— Task requirements —
1. From the forum thread below on the Kubota L-4400 HST creeping forward, list every gear range the original poster names.
2. Resume the forum thread below on the Kubota L-4400 HST creeping forward, beginning with the reply under its final heading.

— Excerpted text —
· · ·

# Kubota L-4400 HST Creeping forward



## Ole man (Jun 28, 2017)

Hey guys, I have a Kubota L 4400 Hydrostatic. When you push the clutch in and put it into any gear, Low,Medium or High and let the clutch out it starts moving forward without pushing on the forward/reverse pedal. Is there an adjustment somewhere for this problem ?
Thanks Guys


----------



## rhino (Jan 9, 2017)

First thing is to make sure that the cruise control lever is pulled all the way back. There is a shock dampner on the system so that if you pick you foot off the pedal the shock would help keeping you from flying over the steering wheel, as the oil pressure would slam it into neutral. Those shock have been known to go bad and stick a little. Then I would get some WD40 and spray the linkage on both sides of the tractor that has any thing to do with the HST system. I hope this helps. Let us know how you make out and what you find.


----------



## Ole man (Jun 28, 2017)

· · ·

— Data records —
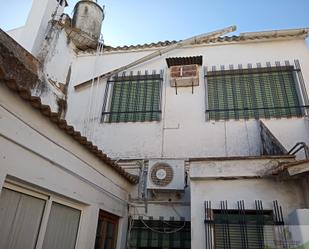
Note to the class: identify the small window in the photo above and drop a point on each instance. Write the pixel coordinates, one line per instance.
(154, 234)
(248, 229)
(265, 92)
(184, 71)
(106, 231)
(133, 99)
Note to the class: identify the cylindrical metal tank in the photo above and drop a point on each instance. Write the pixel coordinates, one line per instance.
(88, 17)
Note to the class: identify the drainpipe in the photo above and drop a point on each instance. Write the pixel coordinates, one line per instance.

· · ·

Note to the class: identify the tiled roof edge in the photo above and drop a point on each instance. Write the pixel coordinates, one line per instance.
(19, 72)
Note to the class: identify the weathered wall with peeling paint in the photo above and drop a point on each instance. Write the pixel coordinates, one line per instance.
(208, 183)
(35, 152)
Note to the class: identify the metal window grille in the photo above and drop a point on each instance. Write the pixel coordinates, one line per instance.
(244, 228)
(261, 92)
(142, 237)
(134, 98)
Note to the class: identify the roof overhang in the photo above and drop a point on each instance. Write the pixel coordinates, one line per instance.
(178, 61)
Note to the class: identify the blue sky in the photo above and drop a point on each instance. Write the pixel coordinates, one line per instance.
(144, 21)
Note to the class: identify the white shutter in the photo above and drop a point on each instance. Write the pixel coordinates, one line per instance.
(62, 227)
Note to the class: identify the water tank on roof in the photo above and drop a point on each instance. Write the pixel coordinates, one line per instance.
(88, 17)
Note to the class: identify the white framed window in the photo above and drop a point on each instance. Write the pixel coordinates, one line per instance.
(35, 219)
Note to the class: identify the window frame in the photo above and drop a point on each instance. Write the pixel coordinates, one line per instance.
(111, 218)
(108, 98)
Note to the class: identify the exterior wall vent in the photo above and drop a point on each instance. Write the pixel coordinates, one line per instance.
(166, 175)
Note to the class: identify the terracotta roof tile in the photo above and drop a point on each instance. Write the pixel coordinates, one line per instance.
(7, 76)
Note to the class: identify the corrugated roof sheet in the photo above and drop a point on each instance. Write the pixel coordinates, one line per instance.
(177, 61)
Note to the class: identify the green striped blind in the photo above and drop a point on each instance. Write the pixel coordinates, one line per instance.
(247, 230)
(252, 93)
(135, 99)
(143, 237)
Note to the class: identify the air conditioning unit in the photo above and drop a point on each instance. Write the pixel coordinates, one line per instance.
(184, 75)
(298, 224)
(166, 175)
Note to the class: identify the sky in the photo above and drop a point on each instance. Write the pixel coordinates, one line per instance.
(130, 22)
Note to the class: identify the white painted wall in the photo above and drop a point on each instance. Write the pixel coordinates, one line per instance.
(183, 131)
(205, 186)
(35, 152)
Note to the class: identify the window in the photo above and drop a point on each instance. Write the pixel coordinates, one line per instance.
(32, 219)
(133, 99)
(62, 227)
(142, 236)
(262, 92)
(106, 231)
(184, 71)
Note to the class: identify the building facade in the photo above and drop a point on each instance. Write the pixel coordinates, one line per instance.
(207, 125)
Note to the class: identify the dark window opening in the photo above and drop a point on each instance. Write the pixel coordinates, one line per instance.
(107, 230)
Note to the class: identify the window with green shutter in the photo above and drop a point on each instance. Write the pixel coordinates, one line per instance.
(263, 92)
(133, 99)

· · ·

— Solved tasks —
1. Low, Medium, High

2.
Thanks for the help Rhino,
I don't know anything about the shock dampner, makes since that could be a problem !
All the linkage is free as it can be, cruise control lever was all the way back. I looked at the linkage under the forward/reverse foot pedal where it connects to the shaft going into the HST tranny. After playing wit the peddle and watching things work back and forth, I decided to lengthen the linkage arm by turning the 2 ball joint ends out, 2 turns each. Problem solved. I would like to learn more about these shock dampners though. Guess I got some homework to do.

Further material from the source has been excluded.